_Supplied text_.
*** Block opens ***

Anyway, as Virgin in the Middle stumbles along, the kidnapper behind him drops like a stone when a bullet hits him. One by one, the kidnappers are all nailed. The hostages look around with their mouths agape. A voice shouts, "U.S. SPECIAL FORCES! CLEAR!" And slowly, a group of camouflaged men rises from the forest floor. That was actually pretty cool. Not cool enough to make me care, but semi-cool nonetheless.
Back to reality, where Jeanie's hanging out in the cafeteria. Billy walks up. "You're back," she says. No, Jeanie, he's still in Indonesia. He banged one of those whores that he wasn't supposed to, and now he's laid up in some claptrap of a hospital with a scorching case of herpes. Duh. Billy thanks her for sending the boat for him and Poca. They ying and yang some more about Poca and how Billy was right about her not being ready and how Poca still got the hostages and yada yada yada lobster bisque. Then Jeanie apologizes for being hard on Billy the other day. You know, when she was all bringing up his brother and shit. "I've had that conversation before, where I asked someone not to go into an impossible place," says Jeanie. "And, uh, Eric went anyway," surmises Billy. Jeanie, with tears in her eyes, says, "I don't ever want to have that conversation again." Billy just looks down at the table.
"So," she says, shaking off the angst. "What'd you get me in Indonesia?" "Oh," says Billy, "I thought you said you didn't want anything." "Are you insane?" she screeches. "Oh, man! You are JUST like your brother! You know he went to fucking SWITZERLAND and he didn't even bring me back a single fucking WATCH?! No! Ooooohhhh no! He brought me a fucking key chain MADE OUT OF SWISS CHOCOLATE! IT MELTED ALL OVER HIS SUITCASE. You guys suck!" Billy, now actually afraid for his life, sheepishly reaches into his pocket and pulls out a shot glass emblazoned with the phrase, "Kalimantans Do It In Red Bandannas." Jeanie promptly inserts the shot glass into Billy's left nostril and walks off, vowing never again to date a man who buys her gifts in airport gift stores.

*** Block closes ***

_Information provided_.
*** Block opens ***

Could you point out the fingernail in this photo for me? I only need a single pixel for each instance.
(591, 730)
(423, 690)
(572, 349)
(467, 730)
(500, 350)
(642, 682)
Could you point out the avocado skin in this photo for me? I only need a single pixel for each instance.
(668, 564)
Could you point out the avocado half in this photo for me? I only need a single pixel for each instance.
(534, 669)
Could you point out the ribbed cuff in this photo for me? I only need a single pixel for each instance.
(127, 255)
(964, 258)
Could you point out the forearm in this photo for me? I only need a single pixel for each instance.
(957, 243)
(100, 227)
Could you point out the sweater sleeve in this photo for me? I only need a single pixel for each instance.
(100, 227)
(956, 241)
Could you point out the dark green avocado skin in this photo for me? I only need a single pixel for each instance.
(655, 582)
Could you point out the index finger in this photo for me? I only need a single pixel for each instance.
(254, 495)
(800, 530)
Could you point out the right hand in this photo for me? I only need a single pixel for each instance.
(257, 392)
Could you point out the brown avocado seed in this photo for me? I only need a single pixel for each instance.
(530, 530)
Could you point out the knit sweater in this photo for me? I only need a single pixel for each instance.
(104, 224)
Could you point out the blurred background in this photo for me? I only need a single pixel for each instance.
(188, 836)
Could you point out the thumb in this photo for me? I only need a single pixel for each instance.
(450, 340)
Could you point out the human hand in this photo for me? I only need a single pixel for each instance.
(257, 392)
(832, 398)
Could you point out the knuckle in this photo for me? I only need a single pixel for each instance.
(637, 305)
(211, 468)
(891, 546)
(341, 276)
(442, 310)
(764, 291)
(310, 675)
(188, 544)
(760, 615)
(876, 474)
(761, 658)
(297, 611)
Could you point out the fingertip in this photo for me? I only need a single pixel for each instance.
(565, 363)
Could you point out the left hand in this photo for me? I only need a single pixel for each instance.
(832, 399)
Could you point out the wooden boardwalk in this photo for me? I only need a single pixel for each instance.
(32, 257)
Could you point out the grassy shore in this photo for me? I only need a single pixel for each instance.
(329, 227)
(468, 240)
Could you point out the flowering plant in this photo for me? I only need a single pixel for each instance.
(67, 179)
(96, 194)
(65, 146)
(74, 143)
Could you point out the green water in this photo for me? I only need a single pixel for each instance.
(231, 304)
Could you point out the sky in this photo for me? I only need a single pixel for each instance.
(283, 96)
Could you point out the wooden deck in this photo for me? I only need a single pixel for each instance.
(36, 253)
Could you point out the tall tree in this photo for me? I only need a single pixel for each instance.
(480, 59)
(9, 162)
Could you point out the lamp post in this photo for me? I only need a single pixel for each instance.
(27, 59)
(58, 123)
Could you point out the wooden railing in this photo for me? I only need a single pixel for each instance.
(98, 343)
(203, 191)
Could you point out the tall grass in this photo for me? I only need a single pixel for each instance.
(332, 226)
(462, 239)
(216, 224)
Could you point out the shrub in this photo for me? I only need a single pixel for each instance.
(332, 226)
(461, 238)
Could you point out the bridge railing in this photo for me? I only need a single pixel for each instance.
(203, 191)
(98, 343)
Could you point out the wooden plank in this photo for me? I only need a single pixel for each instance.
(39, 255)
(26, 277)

*** Block closes ***

Quote the recap word for word, from "Anyway, as Virgin" up to and including "but semi-cool nonetheless.".

_Response to the task_.
Anyway, as Virgin in the Middle stumbles along, the kidnapper behind him drops like a stone when a bullet hits him. One by one, the kidnappers are all nailed. The hostages look around with their mouths agape. A voice shouts, "U.S. SPECIAL FORCES! CLEAR!" And slowly, a group of camouflaged men rises from the forest floor. That was actually pretty cool. Not cool enough to make me care, but semi-cool nonetheless.